Free-text object descriptions:
[Start of Attachment]

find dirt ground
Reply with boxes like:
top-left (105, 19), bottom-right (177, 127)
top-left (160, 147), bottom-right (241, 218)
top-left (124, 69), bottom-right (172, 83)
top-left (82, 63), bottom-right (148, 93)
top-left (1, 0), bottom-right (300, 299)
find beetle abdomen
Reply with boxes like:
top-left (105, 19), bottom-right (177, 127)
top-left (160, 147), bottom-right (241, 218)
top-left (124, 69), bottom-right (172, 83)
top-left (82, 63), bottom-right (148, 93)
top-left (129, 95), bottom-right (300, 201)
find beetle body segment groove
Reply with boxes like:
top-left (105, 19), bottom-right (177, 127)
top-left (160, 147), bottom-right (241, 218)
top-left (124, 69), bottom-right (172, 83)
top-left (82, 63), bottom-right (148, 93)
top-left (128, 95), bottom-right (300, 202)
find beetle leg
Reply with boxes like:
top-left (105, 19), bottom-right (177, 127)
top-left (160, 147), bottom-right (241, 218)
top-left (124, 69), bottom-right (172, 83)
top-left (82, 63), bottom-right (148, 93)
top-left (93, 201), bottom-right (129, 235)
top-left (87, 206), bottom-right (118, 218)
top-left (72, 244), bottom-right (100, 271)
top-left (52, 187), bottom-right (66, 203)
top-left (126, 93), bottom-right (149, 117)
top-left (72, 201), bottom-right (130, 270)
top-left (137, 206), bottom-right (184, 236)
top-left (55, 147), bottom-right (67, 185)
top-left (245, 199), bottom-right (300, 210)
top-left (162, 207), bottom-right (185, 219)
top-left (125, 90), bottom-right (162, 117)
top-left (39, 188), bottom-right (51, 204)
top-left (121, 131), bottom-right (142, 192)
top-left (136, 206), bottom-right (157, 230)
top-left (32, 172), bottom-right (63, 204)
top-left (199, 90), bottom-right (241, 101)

[End of Attachment]

Action item: Every line of the data that includes the word "find" should be copied.

Response area:
find dirt ground
find beetle abdomen
find beetle body segment groove
find beetle leg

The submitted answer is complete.